— Listed records —
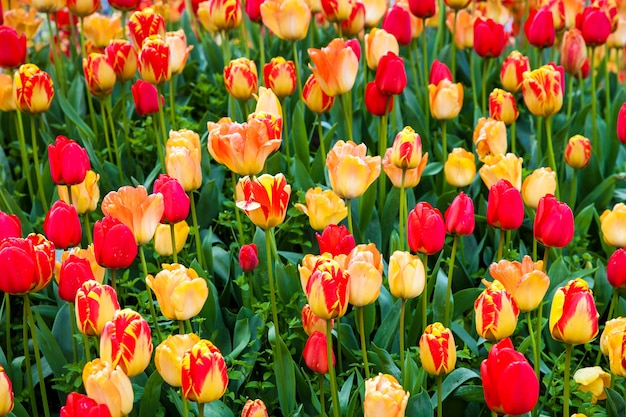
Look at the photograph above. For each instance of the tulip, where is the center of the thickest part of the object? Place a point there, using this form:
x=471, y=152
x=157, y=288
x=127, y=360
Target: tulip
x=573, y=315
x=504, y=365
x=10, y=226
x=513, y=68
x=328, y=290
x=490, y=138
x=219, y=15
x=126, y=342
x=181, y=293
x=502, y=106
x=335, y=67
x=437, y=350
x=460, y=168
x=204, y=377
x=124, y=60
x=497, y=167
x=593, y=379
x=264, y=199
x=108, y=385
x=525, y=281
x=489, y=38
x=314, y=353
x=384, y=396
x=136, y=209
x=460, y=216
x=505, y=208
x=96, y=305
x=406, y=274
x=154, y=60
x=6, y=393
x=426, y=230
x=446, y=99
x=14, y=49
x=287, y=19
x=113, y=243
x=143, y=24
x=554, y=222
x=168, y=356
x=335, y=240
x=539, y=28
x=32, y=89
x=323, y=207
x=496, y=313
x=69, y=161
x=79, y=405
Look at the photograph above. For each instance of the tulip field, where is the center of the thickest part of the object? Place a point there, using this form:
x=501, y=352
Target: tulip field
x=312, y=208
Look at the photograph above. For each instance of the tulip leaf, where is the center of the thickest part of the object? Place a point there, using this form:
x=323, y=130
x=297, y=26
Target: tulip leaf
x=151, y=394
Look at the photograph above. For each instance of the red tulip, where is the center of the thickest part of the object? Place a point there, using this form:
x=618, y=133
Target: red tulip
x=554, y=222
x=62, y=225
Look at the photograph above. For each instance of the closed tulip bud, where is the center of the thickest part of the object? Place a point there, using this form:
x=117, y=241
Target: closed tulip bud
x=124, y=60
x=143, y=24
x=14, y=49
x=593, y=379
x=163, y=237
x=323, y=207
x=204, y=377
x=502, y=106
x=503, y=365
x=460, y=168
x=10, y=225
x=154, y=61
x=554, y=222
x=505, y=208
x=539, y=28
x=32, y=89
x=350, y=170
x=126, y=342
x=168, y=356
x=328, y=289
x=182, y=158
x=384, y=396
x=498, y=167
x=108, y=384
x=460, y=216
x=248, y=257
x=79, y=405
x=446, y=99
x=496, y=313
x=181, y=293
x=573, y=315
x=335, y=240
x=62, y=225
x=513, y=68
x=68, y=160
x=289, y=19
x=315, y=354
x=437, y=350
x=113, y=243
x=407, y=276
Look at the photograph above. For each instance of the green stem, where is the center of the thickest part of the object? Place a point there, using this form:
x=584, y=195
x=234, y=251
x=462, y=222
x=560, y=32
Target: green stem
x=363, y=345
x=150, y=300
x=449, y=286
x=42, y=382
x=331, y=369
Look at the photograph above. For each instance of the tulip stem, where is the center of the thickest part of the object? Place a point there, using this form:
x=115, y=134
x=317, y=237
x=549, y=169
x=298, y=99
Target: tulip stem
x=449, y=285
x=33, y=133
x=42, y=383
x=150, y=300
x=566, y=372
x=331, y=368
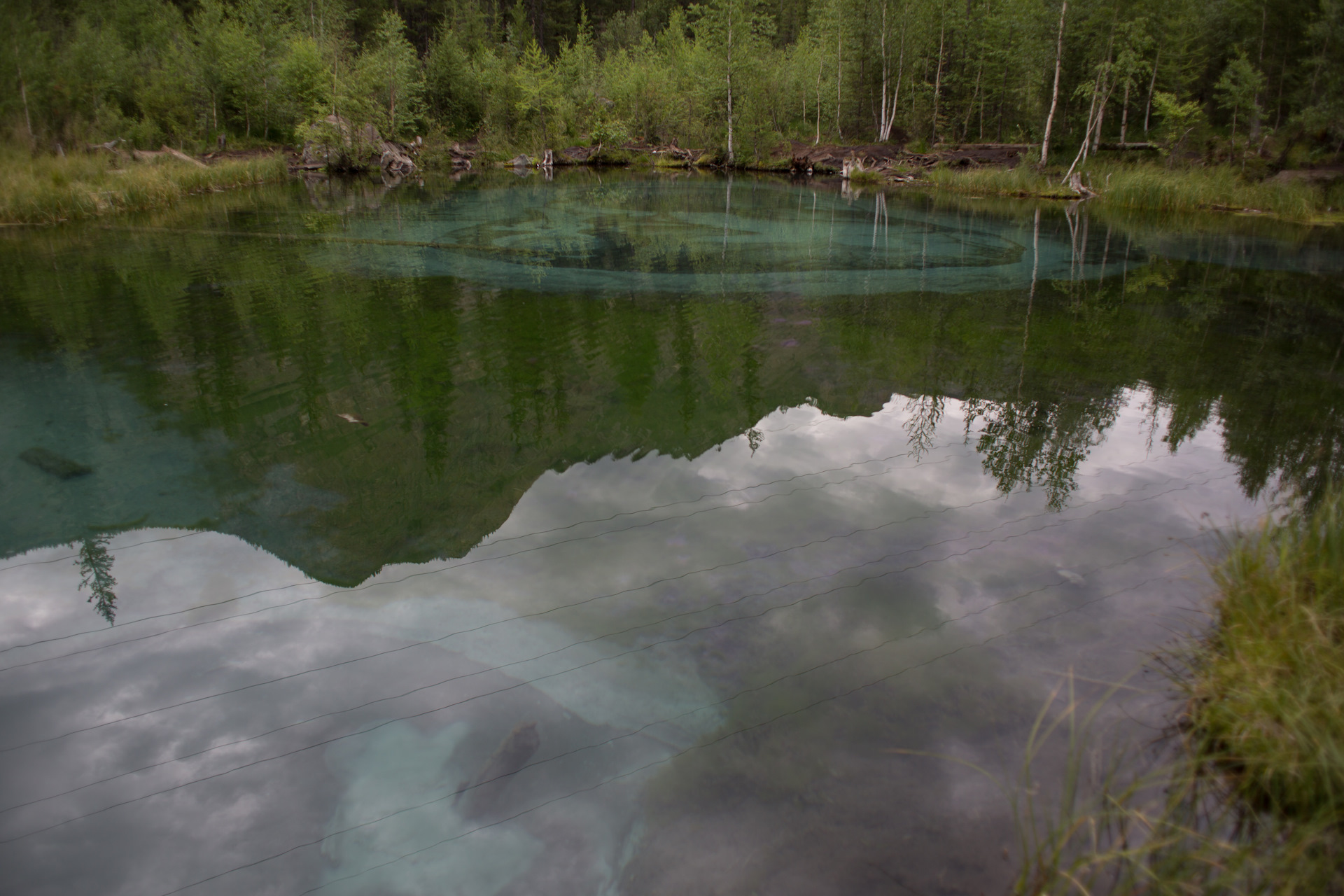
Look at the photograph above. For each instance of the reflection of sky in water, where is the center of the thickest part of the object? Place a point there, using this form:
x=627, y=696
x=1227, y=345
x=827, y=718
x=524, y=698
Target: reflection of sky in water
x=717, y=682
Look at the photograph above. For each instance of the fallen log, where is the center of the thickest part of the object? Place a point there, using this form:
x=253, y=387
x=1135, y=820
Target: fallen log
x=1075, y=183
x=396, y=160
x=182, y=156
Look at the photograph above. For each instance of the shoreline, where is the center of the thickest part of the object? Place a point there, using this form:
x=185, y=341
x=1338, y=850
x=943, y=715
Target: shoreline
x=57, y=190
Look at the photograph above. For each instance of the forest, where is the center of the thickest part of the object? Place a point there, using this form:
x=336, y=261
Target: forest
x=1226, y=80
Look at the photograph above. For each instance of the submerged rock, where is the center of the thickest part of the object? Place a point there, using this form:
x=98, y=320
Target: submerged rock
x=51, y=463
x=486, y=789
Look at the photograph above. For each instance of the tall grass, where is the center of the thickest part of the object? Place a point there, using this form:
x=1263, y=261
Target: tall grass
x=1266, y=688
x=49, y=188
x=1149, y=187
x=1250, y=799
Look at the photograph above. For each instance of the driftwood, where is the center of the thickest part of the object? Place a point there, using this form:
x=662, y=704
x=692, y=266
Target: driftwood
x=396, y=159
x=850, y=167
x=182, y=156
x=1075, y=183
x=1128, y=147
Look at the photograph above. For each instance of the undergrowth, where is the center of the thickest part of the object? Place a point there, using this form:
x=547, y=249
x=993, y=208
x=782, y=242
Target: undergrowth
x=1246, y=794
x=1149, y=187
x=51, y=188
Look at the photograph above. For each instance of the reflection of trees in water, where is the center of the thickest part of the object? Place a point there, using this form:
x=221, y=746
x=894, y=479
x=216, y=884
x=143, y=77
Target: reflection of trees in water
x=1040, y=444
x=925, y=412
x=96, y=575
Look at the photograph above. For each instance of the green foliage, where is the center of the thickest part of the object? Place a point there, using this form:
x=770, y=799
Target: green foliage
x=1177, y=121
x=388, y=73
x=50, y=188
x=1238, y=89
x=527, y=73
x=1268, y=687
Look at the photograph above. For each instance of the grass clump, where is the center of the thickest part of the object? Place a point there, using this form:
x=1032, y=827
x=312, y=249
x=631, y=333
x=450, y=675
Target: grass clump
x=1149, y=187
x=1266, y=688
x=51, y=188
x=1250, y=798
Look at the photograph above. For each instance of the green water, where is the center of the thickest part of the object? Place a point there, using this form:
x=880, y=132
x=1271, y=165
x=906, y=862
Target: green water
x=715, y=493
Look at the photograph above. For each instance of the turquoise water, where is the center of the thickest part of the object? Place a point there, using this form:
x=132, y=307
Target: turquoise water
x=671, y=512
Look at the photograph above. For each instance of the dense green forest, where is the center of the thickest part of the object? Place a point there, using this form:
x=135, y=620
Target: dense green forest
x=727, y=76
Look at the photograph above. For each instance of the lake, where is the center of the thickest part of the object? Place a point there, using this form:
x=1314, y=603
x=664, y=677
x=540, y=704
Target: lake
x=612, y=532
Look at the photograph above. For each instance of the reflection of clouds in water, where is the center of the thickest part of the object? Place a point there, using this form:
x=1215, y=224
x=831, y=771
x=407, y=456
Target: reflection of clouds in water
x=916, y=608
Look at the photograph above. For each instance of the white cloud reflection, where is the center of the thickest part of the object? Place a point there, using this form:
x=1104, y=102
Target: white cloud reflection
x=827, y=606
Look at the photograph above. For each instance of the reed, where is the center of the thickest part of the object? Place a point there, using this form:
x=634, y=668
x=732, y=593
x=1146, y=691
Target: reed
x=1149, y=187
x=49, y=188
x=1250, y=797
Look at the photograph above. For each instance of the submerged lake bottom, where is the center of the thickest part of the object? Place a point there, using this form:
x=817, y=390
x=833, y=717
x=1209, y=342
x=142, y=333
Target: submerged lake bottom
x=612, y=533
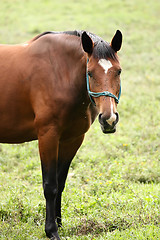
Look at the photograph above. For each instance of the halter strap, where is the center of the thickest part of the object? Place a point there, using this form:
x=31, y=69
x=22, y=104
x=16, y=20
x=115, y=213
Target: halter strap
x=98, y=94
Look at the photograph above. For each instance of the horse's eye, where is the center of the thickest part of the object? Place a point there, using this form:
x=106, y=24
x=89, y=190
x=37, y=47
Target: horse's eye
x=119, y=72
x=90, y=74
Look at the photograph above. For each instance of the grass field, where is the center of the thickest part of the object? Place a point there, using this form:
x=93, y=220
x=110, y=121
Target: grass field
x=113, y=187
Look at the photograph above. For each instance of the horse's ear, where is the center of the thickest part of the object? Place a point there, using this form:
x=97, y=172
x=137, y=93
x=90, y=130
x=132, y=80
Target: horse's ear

— Problem description —
All of the listing should be transcribed exactly, but none of its images.

— Exercise output —
Look at the photograph above. For each instance of the tulip, where is the center of the thickest part of the object? Place a point there, using this form:
x=471, y=152
x=157, y=288
x=127, y=360
Target: tulip
x=573, y=315
x=504, y=365
x=10, y=226
x=513, y=68
x=328, y=290
x=490, y=138
x=219, y=15
x=126, y=342
x=181, y=293
x=502, y=106
x=335, y=67
x=437, y=350
x=460, y=168
x=204, y=377
x=124, y=60
x=497, y=167
x=593, y=379
x=264, y=199
x=108, y=385
x=525, y=281
x=489, y=38
x=314, y=353
x=384, y=396
x=136, y=209
x=460, y=216
x=505, y=208
x=96, y=305
x=406, y=274
x=154, y=60
x=6, y=393
x=426, y=230
x=446, y=99
x=14, y=49
x=287, y=19
x=113, y=243
x=143, y=24
x=554, y=222
x=168, y=356
x=335, y=240
x=539, y=28
x=32, y=89
x=323, y=207
x=496, y=313
x=69, y=161
x=79, y=405
Look at the photograph above. For each instance of the tulip field, where is the center of the thickest part of the object? Place a point there, using this form:
x=501, y=352
Target: tulip field
x=312, y=208
Look at the photograph above. For each instance of the tulip leaf, where is the center of the thickest part of the object? Place a point there, using this form:
x=323, y=130
x=297, y=26
Target: tulip leaf
x=151, y=394
Look at the photograph above. For each instance of the red tulip, where is the center of the thickest part of the object? Place a point there, using this form:
x=618, y=133
Target: red tulip
x=554, y=222
x=62, y=225
Look at the photograph above. For each instance of the closed tulip bud, where is the center of the thickest part of the object? Place a point there, using this form:
x=117, y=241
Target: closed tulip bud
x=124, y=60
x=143, y=24
x=14, y=49
x=593, y=379
x=163, y=237
x=323, y=207
x=204, y=377
x=502, y=106
x=503, y=365
x=460, y=168
x=10, y=225
x=154, y=61
x=554, y=222
x=505, y=208
x=539, y=28
x=32, y=89
x=350, y=170
x=126, y=342
x=168, y=356
x=328, y=289
x=182, y=158
x=384, y=396
x=498, y=167
x=108, y=384
x=460, y=216
x=248, y=257
x=79, y=405
x=446, y=99
x=496, y=313
x=181, y=293
x=573, y=315
x=335, y=240
x=62, y=225
x=513, y=68
x=68, y=160
x=289, y=19
x=315, y=354
x=437, y=350
x=113, y=243
x=407, y=276
Look at the photograph above. For each instance of the green stem, where is the center of the thickest part of the object? Place a point there, using this form:
x=584, y=195
x=234, y=251
x=462, y=222
x=560, y=32
Target: green stem
x=363, y=345
x=150, y=300
x=449, y=286
x=42, y=382
x=331, y=369
Look at the photograph above. For each instance of the tulip stem, where is the center of the thickest part of the object? Place a point there, using this form:
x=115, y=134
x=317, y=237
x=549, y=169
x=298, y=99
Target: tulip stem
x=449, y=285
x=33, y=133
x=42, y=383
x=150, y=300
x=566, y=372
x=331, y=368
Look at the photograph above. For each instance of the reflection of sky in water, where is the center of the thickest part of the object? Place a point there, using this form:
x=627, y=696
x=1227, y=345
x=827, y=718
x=524, y=698
Target: reflection of sky in water
x=717, y=682
Look at the photograph above. For each instance of the fallen log, where is the center of the thickest part of the object? Place a point there, using this form:
x=253, y=387
x=1135, y=820
Target: fallen log
x=1075, y=183
x=396, y=160
x=182, y=156
Look at the photograph above. For each instance of the shoreline, where is the center of the thickest part of the object? Place a point there, using this form:
x=185, y=341
x=1338, y=850
x=943, y=715
Target: shoreline
x=57, y=190
Look at the photograph above. For each instance of the forest, where is the center of the thickest part of the object? Place a point there, using this form:
x=336, y=261
Target: forest
x=1226, y=80
Look at the photograph above. For each instance of the submerged rock, where is the center of the thickest part of the object? Place a point there, using this form:
x=98, y=320
Target: submerged rock
x=51, y=463
x=486, y=789
Look at the photograph above. For each instance of the tall grass, where is the center of the thickest part of the object? Place a point there, using this form:
x=1263, y=261
Target: tall grass
x=1266, y=688
x=49, y=188
x=1149, y=187
x=1250, y=799
Look at the photograph above. For each instance of the driftwood, where is the center of the thickest part of the object? Place a point there, using this form:
x=662, y=704
x=692, y=266
Target: driftwood
x=396, y=159
x=850, y=167
x=182, y=156
x=1075, y=183
x=1128, y=147
Look at the photograph above. For each instance of the undergrowth, where is the center of the thickest part of the object? Place a point there, using this form:
x=547, y=249
x=993, y=208
x=782, y=242
Target: undergrowth
x=1246, y=794
x=1149, y=187
x=51, y=188
Look at the photograph above. For each instance of the reflection of trees in water, where is the center of the thickest part of the object? Place a point there, using this form:
x=221, y=746
x=894, y=479
x=216, y=884
x=143, y=77
Target: reflection of trees in water
x=1040, y=444
x=925, y=412
x=96, y=575
Look at the photograph above. For each instance of the green foliage, where is the center of the thickest part of the object? Place a point there, using this form:
x=770, y=799
Target: green foliage
x=1177, y=121
x=388, y=73
x=50, y=188
x=1238, y=89
x=527, y=73
x=1268, y=687
Look at the photograph above. For each instance of the grass clump, where is the center of the thickest part of the object? Place a point there, using this form:
x=1032, y=827
x=312, y=249
x=631, y=333
x=450, y=675
Target: grass clump
x=1149, y=187
x=1266, y=688
x=51, y=188
x=1250, y=798
Look at the photograph above. For each instance of the green water, where is the center of the thickest part of the object? Place a point there, using this form:
x=880, y=132
x=1271, y=165
x=906, y=862
Target: green water
x=715, y=493
Look at the photograph above. For each instance of the turquoise water, where is the center of the thickest part of the object? Place a point there, using this form:
x=132, y=307
Target: turquoise water
x=671, y=512
Look at the photograph above. For each instance of the dense green forest, where is the center of the thickest part of the object? Place a point there, using this form:
x=135, y=620
Target: dense green forest
x=727, y=76
Look at the photograph above. For each instance of the lake, where is the center of the thickest part of the object? Place a point there, using this form:
x=1314, y=603
x=664, y=677
x=540, y=704
Target: lake
x=612, y=532
Look at the photograph above. For each instance of the reflection of clouds in water, where is the center of the thickest part of the object? Place a point there, using this form:
x=1215, y=224
x=831, y=771
x=407, y=456
Target: reflection of clouds in water
x=916, y=608
Look at the photograph above. For each instance of the white cloud reflection, where is the center of the thickest part of the object? Place a point there, using this form:
x=1104, y=102
Target: white cloud reflection
x=827, y=606
Look at the photograph above. For each instance of the reed, where is the center of the thickest part of the object? Place a point there, using this form:
x=634, y=668
x=732, y=593
x=1146, y=691
Target: reed
x=1149, y=187
x=49, y=188
x=1250, y=797
Look at the photograph above. For each instance of the submerged lake bottom, where is the center of the thickest part of the object? Place a point there, using this form:
x=817, y=390
x=833, y=717
x=1209, y=342
x=142, y=333
Target: submerged lake bottom
x=612, y=533
Look at the photograph above. For each instance of the halter strap, where is the center of the thickest part of the object? Place a point there, using this form:
x=31, y=69
x=22, y=104
x=16, y=20
x=115, y=213
Target: halter strap
x=98, y=94
Look at the photograph above. For each instance of the horse's eye, where is the center of the thickest part of the object? Place a point there, using this form:
x=106, y=24
x=89, y=190
x=37, y=47
Target: horse's eye
x=119, y=72
x=90, y=74
Look at the photograph above. For each instance of the grass field, where is the center of the thickest part of the object? Place a point there, using this form:
x=93, y=220
x=110, y=121
Target: grass field
x=113, y=187
Look at the photograph above. For each instance of the horse's ear, where is the center of the thickest part of the object? Place a point there, using this form:
x=97, y=172
x=137, y=93
x=90, y=130
x=132, y=80
Target: horse's ear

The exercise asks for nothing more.